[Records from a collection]
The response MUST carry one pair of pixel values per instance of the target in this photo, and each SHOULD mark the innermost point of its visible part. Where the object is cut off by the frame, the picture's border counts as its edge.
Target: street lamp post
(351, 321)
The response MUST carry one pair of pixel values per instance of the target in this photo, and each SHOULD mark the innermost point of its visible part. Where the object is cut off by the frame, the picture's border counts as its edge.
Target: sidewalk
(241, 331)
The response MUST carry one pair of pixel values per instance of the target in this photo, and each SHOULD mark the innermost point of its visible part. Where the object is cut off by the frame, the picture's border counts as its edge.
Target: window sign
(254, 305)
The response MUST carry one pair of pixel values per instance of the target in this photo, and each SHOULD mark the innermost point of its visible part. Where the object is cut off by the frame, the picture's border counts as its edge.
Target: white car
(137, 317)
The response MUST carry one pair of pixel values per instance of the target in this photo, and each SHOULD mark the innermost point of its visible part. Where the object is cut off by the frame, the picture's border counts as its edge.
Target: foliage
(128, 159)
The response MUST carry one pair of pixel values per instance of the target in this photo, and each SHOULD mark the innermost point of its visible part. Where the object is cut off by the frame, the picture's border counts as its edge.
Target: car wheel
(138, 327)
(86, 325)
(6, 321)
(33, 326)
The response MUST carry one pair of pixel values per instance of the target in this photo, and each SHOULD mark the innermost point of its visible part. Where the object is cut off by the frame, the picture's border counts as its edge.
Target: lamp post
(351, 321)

§ **DIRECTIONS FOR THIS TASK**:
Could you return all of the entries exactly as they stand?

§ **RESULT BELOW**:
The response MUST carry one pair of pixel values per instance of the target in this photo, and each SHOULD mark the innermost point of its visible part. Where the object is cut off by the frame, the picture's border counts as its edge.
Target: street lamp post
(351, 321)
The response MUST carry one pair of pixel values per instance of the target in this photo, and each SHOULD mark the innermost point of its visible part. Where the object is cut off by the frame, the picture's border counts as its edge.
Target: sidewalk
(241, 331)
The response MUST carry one pair of pixel values per instance of the target in this photo, and each SHOULD mark the innermost point of its visible part. Where the object is cut off by the frame, the picture's border counts as its edge.
Target: window sign
(254, 305)
The response MUST carry one pair of pixel values per instance of the target in this photo, and each SHOULD mark the innermost point of its visible part. Where the object is cut off by the frame, the picture's border counts as its edge.
Target: white car
(137, 317)
The response MUST carry one pair of pixel values per instance of the target in this photo, and each SHOULD mark the innermost point of its visible part. Where the object is cut off by the frame, the picture's border counts as its edge.
Target: foliage
(128, 159)
The response MUST carry one pair of pixel values per instance of the target in this photo, and each SHOULD mark the innermost point of its visible part. Where the object is cut off by the frame, the picture's border counts as its edge.
Target: car wheel
(138, 327)
(86, 325)
(6, 321)
(33, 326)
The response MUST carry one pair of pixel values per instance of the target in this photo, and each SHOULD mark the innermost point of its visible part. Where the object is cut off by the frame, the picture's border counts as its edge.
Target: lamp post
(351, 321)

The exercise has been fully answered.